§ Aim 1
Return the part of the breadth-first search passage that runs from "Process for Breadth-First" up to and including "start step 1.", copied word for word.
========
Refer post Graph Adjacency Representation - Java Program to get better explanation of graph adjacency representation using adjacency matrix or adjacency list.

Process for Breadth-First Search traversal is as given below-

From the current vertex, visit an adjacent vertex which is not yet visited, mark it as visited and add it to the queue.
Keep repeating step 1 while there are still unvisited adjacent vertices from the current vertex. If there is no unvisited adjacent vertex left then remove a vertex from queue and make it the current vertex. Again, start step 1.
Process is done when queue is empty.

Here is the complete BFS traversal Java program when adjacency matrix is used to represent graph.
========
§ Aim 2
Select each line of the listing below that contains the string "painted", treating uppercase and lowercase as different.
========
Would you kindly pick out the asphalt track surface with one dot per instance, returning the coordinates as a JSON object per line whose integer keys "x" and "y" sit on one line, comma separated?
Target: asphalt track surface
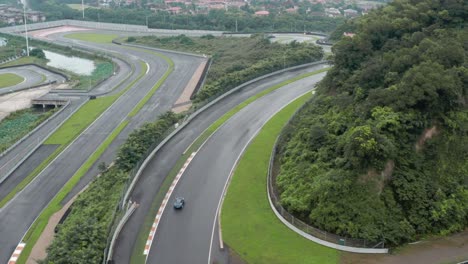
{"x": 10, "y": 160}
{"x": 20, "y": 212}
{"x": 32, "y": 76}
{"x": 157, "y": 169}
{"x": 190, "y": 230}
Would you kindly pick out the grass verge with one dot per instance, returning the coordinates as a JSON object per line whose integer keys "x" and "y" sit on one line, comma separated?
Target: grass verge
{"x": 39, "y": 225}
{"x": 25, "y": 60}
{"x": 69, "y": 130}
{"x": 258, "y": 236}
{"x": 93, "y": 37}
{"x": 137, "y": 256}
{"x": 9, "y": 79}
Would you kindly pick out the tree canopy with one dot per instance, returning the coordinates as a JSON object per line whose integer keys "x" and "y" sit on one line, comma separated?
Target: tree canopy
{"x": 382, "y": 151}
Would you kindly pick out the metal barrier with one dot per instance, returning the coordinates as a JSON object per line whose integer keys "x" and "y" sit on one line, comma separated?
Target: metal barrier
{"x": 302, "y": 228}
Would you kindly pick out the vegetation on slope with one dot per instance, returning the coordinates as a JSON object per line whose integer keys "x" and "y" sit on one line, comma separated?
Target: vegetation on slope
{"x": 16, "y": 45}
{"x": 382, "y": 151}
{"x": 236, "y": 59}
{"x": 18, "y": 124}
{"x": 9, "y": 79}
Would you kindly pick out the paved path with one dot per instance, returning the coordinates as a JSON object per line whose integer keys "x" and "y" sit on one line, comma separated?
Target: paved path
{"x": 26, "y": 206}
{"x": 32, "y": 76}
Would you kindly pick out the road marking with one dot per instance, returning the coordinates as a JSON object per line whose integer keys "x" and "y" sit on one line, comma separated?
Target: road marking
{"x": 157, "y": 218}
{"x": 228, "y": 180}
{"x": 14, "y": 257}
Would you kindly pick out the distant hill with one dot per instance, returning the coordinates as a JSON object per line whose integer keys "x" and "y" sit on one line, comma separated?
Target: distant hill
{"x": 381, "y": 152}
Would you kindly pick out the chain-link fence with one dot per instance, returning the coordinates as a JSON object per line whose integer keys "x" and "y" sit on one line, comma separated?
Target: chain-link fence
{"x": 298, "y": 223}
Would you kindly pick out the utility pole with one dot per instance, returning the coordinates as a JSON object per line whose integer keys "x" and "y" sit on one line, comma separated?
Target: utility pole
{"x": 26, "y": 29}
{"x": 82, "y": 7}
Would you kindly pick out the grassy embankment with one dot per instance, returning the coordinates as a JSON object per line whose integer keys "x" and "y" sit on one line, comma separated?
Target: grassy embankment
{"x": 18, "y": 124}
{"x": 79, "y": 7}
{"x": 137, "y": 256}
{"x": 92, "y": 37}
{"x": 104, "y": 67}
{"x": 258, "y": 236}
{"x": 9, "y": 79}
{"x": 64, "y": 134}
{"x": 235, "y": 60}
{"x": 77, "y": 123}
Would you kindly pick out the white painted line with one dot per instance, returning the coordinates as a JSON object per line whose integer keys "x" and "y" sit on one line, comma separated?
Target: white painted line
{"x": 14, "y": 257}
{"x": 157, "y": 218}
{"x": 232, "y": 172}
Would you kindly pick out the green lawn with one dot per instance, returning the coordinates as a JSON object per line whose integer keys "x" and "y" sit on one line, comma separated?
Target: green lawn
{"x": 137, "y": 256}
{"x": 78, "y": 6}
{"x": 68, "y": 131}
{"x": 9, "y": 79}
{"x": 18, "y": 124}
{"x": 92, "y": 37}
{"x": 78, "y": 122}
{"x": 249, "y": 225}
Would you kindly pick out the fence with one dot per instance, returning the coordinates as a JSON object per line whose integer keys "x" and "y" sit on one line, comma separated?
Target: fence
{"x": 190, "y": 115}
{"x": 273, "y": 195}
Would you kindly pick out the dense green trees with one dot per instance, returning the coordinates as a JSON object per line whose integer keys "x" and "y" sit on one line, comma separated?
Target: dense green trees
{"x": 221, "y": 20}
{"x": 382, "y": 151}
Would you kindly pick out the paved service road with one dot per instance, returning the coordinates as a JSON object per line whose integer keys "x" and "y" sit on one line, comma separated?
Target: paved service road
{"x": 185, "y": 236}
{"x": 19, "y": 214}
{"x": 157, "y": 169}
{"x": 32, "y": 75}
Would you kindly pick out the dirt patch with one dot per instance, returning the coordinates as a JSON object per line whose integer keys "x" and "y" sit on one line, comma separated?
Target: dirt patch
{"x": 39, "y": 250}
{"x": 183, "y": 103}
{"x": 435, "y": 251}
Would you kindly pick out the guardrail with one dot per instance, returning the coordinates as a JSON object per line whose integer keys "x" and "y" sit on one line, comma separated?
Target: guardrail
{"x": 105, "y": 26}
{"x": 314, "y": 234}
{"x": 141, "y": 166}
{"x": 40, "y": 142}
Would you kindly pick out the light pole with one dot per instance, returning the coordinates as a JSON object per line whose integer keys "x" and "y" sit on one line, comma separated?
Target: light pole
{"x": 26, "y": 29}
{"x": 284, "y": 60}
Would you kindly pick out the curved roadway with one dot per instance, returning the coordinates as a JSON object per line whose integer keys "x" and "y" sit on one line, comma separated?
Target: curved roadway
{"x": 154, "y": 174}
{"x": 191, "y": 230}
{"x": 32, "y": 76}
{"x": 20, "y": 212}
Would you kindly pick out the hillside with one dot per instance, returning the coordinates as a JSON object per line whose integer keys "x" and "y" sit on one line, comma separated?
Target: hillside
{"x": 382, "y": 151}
========
§ Final result 1
Process for Breadth-First Search traversal is as given below-

From the current vertex, visit an adjacent vertex which is not yet visited, mark it as visited and add it to the queue.
Keep repeating step 1 while there are still unvisited adjacent vertices from the current vertex. If there is no unvisited adjacent vertex left then remove a vertex from queue and make it the current vertex. Again, start step 1.

§ Final result 2
Would you kindly pick out the white painted line with one dot per instance, returning the coordinates as a JSON object per line whose integer keys "x" and "y" sit on one line, comma separated?
Target: white painted line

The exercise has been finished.